→ **Task objective**
Could you copy every record exactly, leaving the pictures behind?

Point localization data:
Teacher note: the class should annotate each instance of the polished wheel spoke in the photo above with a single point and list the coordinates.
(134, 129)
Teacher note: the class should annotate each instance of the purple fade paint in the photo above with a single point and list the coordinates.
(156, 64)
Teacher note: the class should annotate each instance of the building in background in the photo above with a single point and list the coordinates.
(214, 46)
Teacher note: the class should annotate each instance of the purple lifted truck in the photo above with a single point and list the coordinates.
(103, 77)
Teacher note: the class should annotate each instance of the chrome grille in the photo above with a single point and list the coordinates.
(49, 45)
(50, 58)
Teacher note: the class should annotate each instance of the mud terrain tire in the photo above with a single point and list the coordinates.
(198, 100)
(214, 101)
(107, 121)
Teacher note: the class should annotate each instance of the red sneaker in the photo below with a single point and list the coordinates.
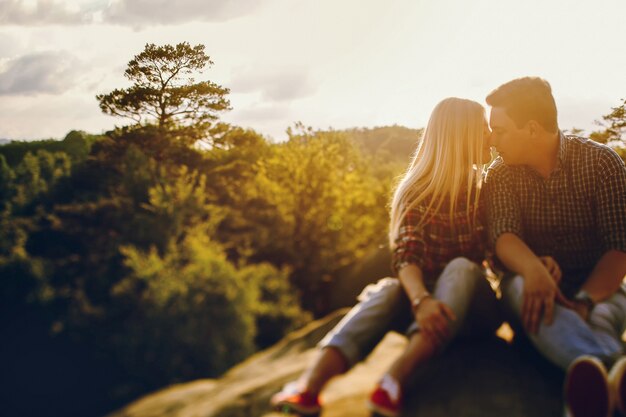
(293, 401)
(386, 399)
(587, 389)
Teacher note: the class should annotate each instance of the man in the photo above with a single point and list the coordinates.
(563, 196)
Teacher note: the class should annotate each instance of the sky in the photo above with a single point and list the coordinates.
(326, 63)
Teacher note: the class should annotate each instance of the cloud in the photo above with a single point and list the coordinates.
(42, 12)
(277, 86)
(135, 13)
(165, 12)
(42, 72)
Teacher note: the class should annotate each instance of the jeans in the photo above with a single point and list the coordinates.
(569, 336)
(384, 307)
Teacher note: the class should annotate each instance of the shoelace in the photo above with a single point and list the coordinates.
(391, 385)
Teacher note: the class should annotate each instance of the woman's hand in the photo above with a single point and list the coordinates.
(433, 318)
(552, 267)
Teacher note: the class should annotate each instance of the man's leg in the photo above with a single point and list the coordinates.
(569, 336)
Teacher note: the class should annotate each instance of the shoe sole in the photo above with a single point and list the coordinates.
(377, 411)
(587, 390)
(290, 408)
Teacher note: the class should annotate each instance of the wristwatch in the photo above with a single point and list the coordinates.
(415, 302)
(584, 297)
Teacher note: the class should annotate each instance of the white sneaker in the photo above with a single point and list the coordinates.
(587, 391)
(617, 382)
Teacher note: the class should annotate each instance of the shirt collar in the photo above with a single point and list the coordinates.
(561, 153)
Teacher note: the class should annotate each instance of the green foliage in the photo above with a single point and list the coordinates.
(192, 313)
(165, 93)
(614, 125)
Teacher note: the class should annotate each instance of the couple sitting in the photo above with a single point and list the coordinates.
(553, 210)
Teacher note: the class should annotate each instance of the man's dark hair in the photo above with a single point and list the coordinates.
(524, 99)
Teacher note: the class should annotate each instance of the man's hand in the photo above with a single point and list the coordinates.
(432, 316)
(552, 267)
(581, 308)
(540, 293)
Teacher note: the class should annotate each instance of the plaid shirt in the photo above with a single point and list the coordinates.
(432, 246)
(576, 215)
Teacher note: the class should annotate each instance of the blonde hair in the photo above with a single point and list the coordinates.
(447, 161)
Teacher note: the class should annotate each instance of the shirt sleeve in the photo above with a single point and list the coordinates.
(409, 244)
(502, 205)
(611, 201)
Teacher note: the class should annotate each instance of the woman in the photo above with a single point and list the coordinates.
(437, 237)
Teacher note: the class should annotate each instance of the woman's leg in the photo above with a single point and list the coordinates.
(462, 286)
(459, 286)
(382, 307)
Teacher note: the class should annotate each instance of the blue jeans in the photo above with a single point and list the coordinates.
(569, 336)
(384, 307)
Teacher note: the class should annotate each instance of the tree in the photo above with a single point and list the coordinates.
(614, 125)
(165, 93)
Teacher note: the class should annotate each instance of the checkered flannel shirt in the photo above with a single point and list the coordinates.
(432, 246)
(576, 215)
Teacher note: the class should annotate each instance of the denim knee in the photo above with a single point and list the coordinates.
(385, 290)
(462, 275)
(512, 288)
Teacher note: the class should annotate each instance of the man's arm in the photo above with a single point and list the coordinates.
(610, 202)
(432, 315)
(607, 276)
(540, 289)
(506, 238)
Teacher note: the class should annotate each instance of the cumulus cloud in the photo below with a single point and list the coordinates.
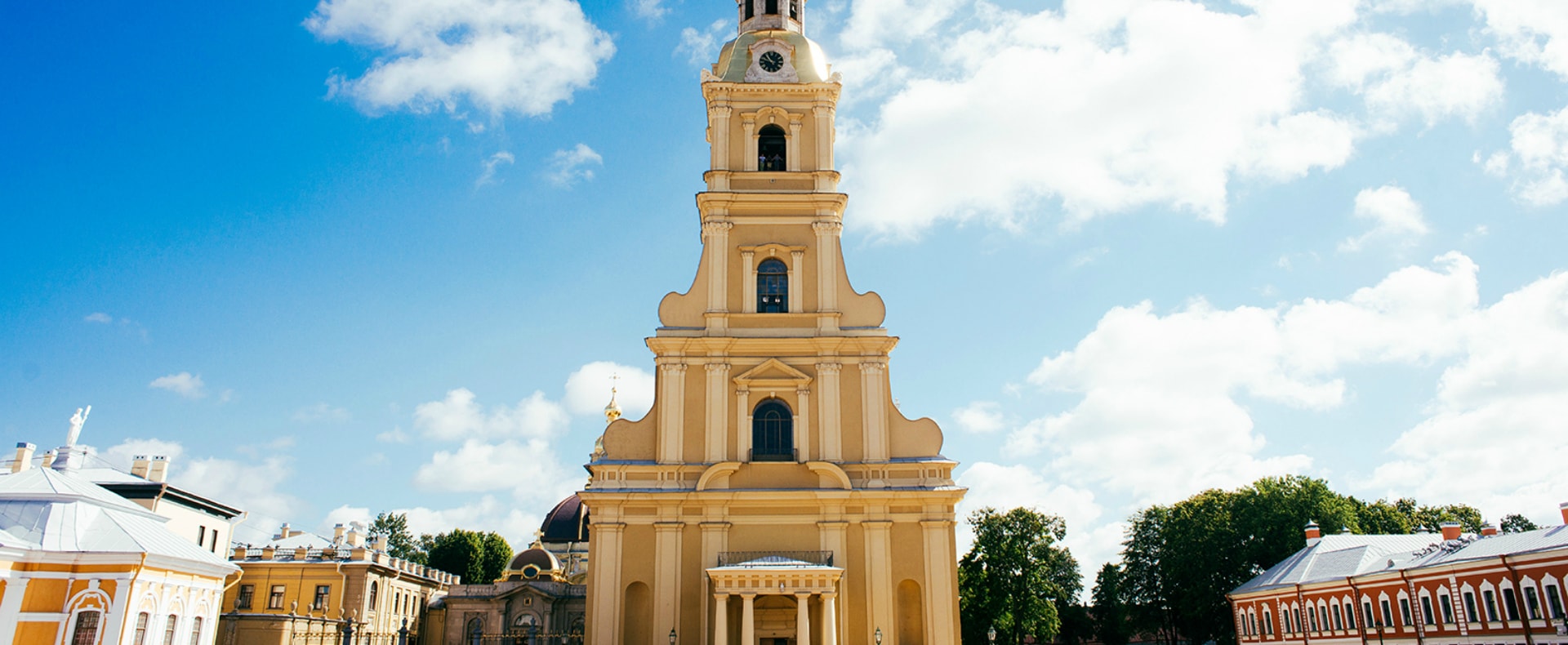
(497, 56)
(460, 418)
(488, 167)
(572, 165)
(1394, 217)
(1535, 161)
(184, 383)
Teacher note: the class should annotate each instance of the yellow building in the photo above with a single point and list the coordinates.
(303, 587)
(773, 493)
(82, 565)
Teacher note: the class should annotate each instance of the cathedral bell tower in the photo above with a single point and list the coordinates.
(773, 495)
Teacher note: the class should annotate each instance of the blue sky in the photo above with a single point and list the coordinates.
(368, 256)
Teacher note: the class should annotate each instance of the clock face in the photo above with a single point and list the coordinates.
(770, 61)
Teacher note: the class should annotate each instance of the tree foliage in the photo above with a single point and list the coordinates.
(400, 544)
(479, 558)
(1017, 576)
(1181, 561)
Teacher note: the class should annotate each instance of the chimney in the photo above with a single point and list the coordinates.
(158, 469)
(24, 460)
(138, 466)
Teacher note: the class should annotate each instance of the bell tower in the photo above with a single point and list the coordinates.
(773, 495)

→ **Completed task**
Teacher note: the class should annotate each instance of the polished wheel spoke in the photo above with a single point and list the coordinates.
(134, 129)
Teacher note: the class should annotate each instance of the purple fade paint in the photo above with a single point and list the coordinates.
(156, 64)
Teacher note: the class should annotate each instance of the building in background in the photo above with a single point and list the coordinates.
(214, 46)
Teacher note: the class should annotate each instance of the purple lifted truck in the photo above with a single point and list the coordinates.
(103, 77)
Teacher note: the class should annotate each instance of the chrome grille in the photo above with a single point and list the coordinates.
(49, 45)
(50, 58)
Teacher note: the class should annotate each instance of the mud terrain tire in the photo above with a single point and list the coordinates.
(198, 100)
(214, 101)
(107, 121)
Teacher note: the class should annotate each instance of the red sneaker in the photo below with a single point and list the coordinates.
(293, 401)
(386, 399)
(587, 389)
Teacher note: the class should annotate each instance of the man in the photo above with a single point and list the coordinates.
(563, 196)
Teacher note: the class should annotate each instance of the sky in the photo above with a single point and list the coordinates.
(326, 63)
Teacher note: the class should annotate each instance of the cloud in the photo above with a single point and list the coordinates.
(42, 12)
(277, 86)
(135, 13)
(165, 12)
(42, 72)
Teacher note: the class should annotate each instance of the jeans in the photo above with a single point and list the coordinates.
(569, 336)
(384, 307)
Teacher note: the class should annotate each instance of the shoelace in the photo above with a single point and list the coordinates.
(391, 385)
Teacher note: the class should annotate each instance of the woman's hand in the photo above with a single point and list the coordinates.
(433, 318)
(552, 267)
Teacher note: the class should annotate each instance of the man's leg in the photo above with a single point and list the coordinates.
(569, 336)
Teacher note: the class should annotate each instance of the shoe sole in the photo above with a single point and list the coordinates.
(377, 411)
(587, 390)
(290, 408)
Teacher note: the class should annotate each instance of the wristwatch in the photo above with a single point and list the coordinates.
(415, 302)
(584, 297)
Teacher note: the class should annotate each instance of the white sneaker in the photo above with a single point and list the coordinates.
(587, 391)
(617, 382)
Teacher note: the class should annotate each instance of the shirt collar in the photo above with a single point and list the coordinates.
(561, 153)
Teacher note: the class should annotate each instance of the green foliage in the photo above with a single point and list the coordinates.
(192, 313)
(165, 93)
(614, 125)
Teacher note: the class should annotate each instance of the couple sitting in the photo above with a single point and list the coordinates.
(553, 210)
Teacher note: the class should annotate each instance of the man's dark hair in the photo above with a single point and list the coordinates.
(524, 99)
Teacher note: the class should annotate each instance of the man's hand in the photo above with a single point and list the coordinates.
(432, 316)
(552, 267)
(581, 308)
(540, 293)
Teacher note: the class should annotate each instance of the plaid shirt in the photo above with a single point and list the coordinates.
(432, 246)
(576, 215)
Teacher note: the class should annotate each instance of the blonde hair in the photo above with a single point and list the coordinates.
(447, 161)
Teacher note: the class should annotate each instance of the shirt sleeve in the photo above with a single point and list the coordinates.
(409, 244)
(502, 205)
(611, 201)
Teacher note: the class should annotate each instance of the woman in the photo above with a single point and list the coordinates.
(437, 237)
Teacher note: the class should annotate each instance of the woman's leg in the photo above with a single point and list the coordinates.
(462, 286)
(459, 286)
(382, 307)
Teacher note: the class should annotate each instance of the blue jeans in the photo above with a single point and list the coordinates.
(569, 336)
(384, 307)
Teacher note: the class should annotate each instance of the tree in the photo above with a single point and list the coordinates.
(614, 125)
(165, 93)
Teacher note: the class should annotate each instance of the checkered flannel shirt in the photo above with a single point and list the coordinates.
(432, 246)
(576, 215)
Teacher note: the class should annotate each instance of the denim knee in the photo above with a single point and list the coordinates.
(385, 290)
(462, 275)
(512, 288)
Teacher note: the class should annotate each instance of the man's arm in the photo above with a single point and list the coordinates.
(610, 202)
(432, 315)
(607, 276)
(540, 289)
(506, 238)
Teacher note: the class should annotate each instance of the cumulus cloud in the photo below with a single point and list the coordinates.
(497, 56)
(460, 418)
(488, 167)
(572, 165)
(1394, 217)
(1535, 161)
(184, 383)
Teacher note: the class should annotate each instance of the yellow building in the photo above with a single point and list the coordinates.
(303, 587)
(773, 493)
(82, 565)
Teacher note: the class should annotate each instance of the cathedral bell tower in the photo above with a single point and list the coordinates.
(773, 495)
Teacher note: the class should annotate each instance of the blue sky in the photo above with a single point and list the coordinates.
(368, 256)
Teacher note: the class should annotate each instance of the clock face in the photo above with a single point and list the coordinates.
(770, 61)
Teacher note: the class should annotate each instance of the tree foliage in the photo above with a single point and list the coordinates.
(400, 544)
(479, 558)
(1017, 576)
(1181, 561)
Teacher note: the class should annotate each instance of the chimney in the photo above with a single point and list the coordinates.
(158, 469)
(24, 460)
(138, 466)
Teacher note: the class should annotate each instance of the bell tower in the photo above with a single point and list the coordinates.
(773, 495)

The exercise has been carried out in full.